### Tarefa 1
Segundo o trecho, o que empurrou para o crime o preso que se exercitava na máquina de remo? Responda em até três frases.
### Tarefa 2
Reproduza fielmente a passagem do trecho que vai de "Davis, então com" até "em sua sala.".

### Trecho da página
● ● ● ● ●

Conheça a incrível história de superação de James McAvoy, o ex-presidiário que virou atleta profissional com a ajuda de um guarda da prisão!
Douglas Ferreira | 7 de Novembro de 2021 às 16:00
Certa tarde, em novembro de 2009, em meio aos halteres na academia de uma penitenciária das Midlands britânicas, o agente penitenciário Darren Davis estava de olho num preso: John McAvoy, um homem robusto e compacto com cara de bebê, que se exercitava numa máquina de remo.
Ele atravessou 10 mil metros de mar imaginário e se levantou, a camiseta encharcada de suor. Nenhum dos outros presos dava muita atenção ao rapaz de 26 anos. Mas Davis, veterano agente penitenciário e tutor de esporte e lazer da Penitenciária Lowdham Grange, perto de Nottingham, na Inglaterra, estava impressionado.
Davis, então com 40 anos, não sabia muita coisa sobre McAvoy. O condenado pouco falava desde que chegara três meses antes, vindo de uma penitenciária de segurança máxima no norte. Davis se aproximou. “Que velocidade você marcou?”, perguntou. McAvoy lhe disse o número que aparecera no visor da máquina. Davis assentiu, pediu licença e sumiu em sua sala.
Dois anos antes, John McAvoy fora condenado a prisão perpétua por formação de quadrilha, roubo e ofensa à integridade física com arma de fogo. Era um criminoso conhecido, com raízes familiares no roubo de bancos de alto nível que empurraram o garoto para o crime: o padrasto cumpre pena de prisão perpétua por assalto à mão armada e o tio participou do famoso roubo de barras de ouro da Brink’s-Mat em 1983. Primeiro ele ficou preso na unidade de segurança máxima da Penitenciária de Belmarsh, em Londres, e depois foi transferido para Lowdham Grange.

● ● ● ● ●

### Conjunto de dados
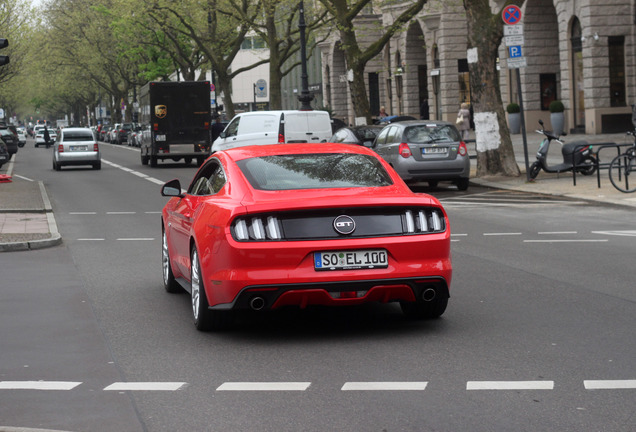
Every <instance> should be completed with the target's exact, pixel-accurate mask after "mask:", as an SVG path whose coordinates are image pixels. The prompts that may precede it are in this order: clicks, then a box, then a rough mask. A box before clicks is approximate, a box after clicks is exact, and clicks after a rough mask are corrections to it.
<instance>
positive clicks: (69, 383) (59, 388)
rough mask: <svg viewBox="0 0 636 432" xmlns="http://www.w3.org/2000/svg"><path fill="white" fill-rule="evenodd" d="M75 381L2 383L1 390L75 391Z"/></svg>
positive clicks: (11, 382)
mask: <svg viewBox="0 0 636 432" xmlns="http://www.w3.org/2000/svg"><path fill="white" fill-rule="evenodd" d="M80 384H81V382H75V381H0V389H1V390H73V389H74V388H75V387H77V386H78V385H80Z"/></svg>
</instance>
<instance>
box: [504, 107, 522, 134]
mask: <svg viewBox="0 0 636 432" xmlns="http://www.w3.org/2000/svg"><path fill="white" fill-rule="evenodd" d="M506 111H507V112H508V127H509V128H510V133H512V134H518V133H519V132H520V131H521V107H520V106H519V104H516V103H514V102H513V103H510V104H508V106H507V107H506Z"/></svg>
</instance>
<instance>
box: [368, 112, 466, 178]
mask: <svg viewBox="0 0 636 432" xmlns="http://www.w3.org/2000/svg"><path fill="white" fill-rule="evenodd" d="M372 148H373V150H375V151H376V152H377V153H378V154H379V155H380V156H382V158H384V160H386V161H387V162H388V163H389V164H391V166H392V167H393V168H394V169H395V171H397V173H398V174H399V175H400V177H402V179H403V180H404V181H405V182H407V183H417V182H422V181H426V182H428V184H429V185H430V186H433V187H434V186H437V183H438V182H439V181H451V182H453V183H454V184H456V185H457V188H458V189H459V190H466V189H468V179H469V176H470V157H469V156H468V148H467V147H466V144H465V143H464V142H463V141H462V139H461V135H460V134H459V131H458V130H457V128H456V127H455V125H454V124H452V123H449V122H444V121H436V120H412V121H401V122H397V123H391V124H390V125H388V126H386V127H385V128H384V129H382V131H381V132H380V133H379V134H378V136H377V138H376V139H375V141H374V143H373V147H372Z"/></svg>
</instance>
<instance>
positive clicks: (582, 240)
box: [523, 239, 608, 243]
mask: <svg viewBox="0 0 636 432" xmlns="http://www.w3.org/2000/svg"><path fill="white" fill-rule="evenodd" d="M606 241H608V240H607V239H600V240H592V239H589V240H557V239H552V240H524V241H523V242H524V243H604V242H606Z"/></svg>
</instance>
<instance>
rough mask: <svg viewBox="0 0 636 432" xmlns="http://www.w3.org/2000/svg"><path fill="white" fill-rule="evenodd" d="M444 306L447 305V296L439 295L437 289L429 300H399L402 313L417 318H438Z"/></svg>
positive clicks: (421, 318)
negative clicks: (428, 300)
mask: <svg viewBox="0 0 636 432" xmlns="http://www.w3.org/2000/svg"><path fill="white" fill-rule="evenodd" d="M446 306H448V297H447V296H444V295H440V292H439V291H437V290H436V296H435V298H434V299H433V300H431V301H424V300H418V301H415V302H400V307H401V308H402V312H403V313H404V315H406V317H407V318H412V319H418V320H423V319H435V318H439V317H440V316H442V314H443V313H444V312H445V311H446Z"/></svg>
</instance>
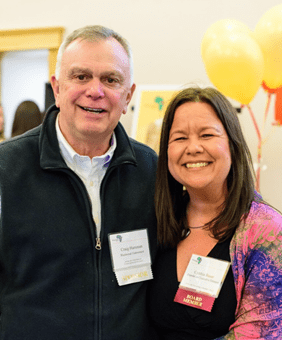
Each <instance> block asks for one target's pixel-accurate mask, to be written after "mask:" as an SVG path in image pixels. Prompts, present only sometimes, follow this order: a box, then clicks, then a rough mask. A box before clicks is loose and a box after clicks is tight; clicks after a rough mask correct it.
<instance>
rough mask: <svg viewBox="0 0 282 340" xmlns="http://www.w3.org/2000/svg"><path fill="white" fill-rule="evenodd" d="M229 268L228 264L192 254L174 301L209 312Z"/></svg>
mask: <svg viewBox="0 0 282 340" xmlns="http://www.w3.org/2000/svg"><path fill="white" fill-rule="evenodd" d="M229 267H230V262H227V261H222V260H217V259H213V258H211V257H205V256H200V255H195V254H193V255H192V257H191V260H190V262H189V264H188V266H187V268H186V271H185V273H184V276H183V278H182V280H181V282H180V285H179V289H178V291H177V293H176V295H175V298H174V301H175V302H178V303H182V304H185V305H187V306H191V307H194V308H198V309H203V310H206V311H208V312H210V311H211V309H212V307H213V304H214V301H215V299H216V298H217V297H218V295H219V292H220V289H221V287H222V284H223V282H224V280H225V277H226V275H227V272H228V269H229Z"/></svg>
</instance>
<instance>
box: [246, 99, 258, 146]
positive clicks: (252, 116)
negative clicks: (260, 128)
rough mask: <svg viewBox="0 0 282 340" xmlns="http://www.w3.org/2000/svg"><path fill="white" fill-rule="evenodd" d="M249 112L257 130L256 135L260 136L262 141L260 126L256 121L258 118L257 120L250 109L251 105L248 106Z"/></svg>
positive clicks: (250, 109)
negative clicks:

● ● ● ● ●

### Resposta escrita 1
Foram suas raízes familiares no roubo de bancos de alto nível. O padrasto cumpre pena de prisão perpétua por assalto à mão armada, e o tio participou do famoso roubo de barras de ouro da Brink’s-Mat em 1983.

### Resposta escrita 2
Davis, então com 40 anos, não sabia muita coisa sobre McAvoy. O condenado pouco falava desde que chegara três meses antes, vindo de uma penitenciária de segurança máxima no norte. Davis se aproximou. “Que velocidade você marcou?”, perguntou. McAvoy lhe disse o número que aparecera no visor da máquina. Davis assentiu, pediu licença e sumiu em sua sala.